Given passage:
## start
As far as other material, we read as much RGP and TT mini fluff as possible. This mostly includes Shadowrun, Rezolution, Interface Zero 2.0, Judge Dredd, Inquisitor, Rogue Trader and Necromunda. We really enjoy the original Ghost in the Shell anime & diverse SF films, from Metropolis to Alphaville to The Matrix & more. We “borrow” freely for characters and scenarios but mostly use either Savage Worlds or 2 Hour Wargame rules.

Also, we got involved with 3D image making with DAZ3D and have experimented with limited 3D & 2D animation. This all helps us visualize our world. We finished an original feature length screenplay with good Hollywood structure. The movie is about reputation, integrity, identity, dignity, camaraderie and honor being more important to transactions than money.

The screenplay made it through some early rounds of competitions but never made it to any finals. We intend to rewrite it with fewer characters and a more developed world. We know we have acceptable movie narrative structure down.

For an in-world economy we’ve been excited to find this topic here on Edgeryders. Synchronically, Jason Hickel recently published The sustainable development index: Measuring the ecological efficiency of human development in the anthropocene (free PDF download available.)

This seems to hold a great deal of promise. His report opens with a great critique of current state of the art economics and the whole thing is only 8.5 pages (+references). We were hoping someone here might give it a read and offer an opinion.

We’re considering going beyond just creating a RPG economic add-on module to integrating the economics as the scoring system, replacing the current money system used in Savage Worlds. We imagine a world where values other than money are privileged.
## end
Source material:
## start
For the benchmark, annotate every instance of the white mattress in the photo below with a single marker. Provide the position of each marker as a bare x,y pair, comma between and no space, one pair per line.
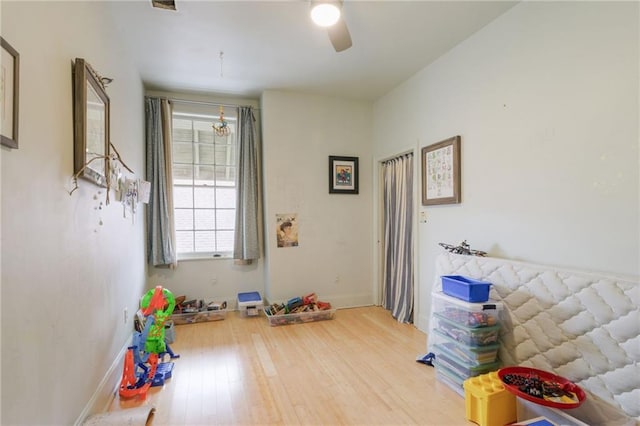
580,325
## end
Goal: Could you carry on the post about the gaming group's world and its in-world economy, picking up right after its final sentence?

Final answer:
While we would like to go forward with a screenplay rewrite, for either live or animation production, we also are considering a book or graphic novel.

What form or genre is imagined for the form/structure of this project here on Edgeryders?

Secretly, we wish to promote radical system change with fictional narrative. That is our ulterior motivation. We’ve always imagined critical theory has been part of SF from it’s beginnings and wish to continue this trajectory. The idea of presenting this as fiction seems subversive and we like that.

We’ve been functioning as a collaborative couple for a long time and intentionally moved into theatre arts from visual arts explicitly to create in a more fully collaborative environment. We really enjoy collaborating. Our biggest production as theatre co-directors included over 60 creatives; including acting talent & design teams for set, lights, audio, makeup & costumes. One of the best times of our lives.

It seems much more is happening in Europe than here in the States. We greatly appreciate the European cultural lead. The idea of working through Edgeryders on collaborative production is thrilling.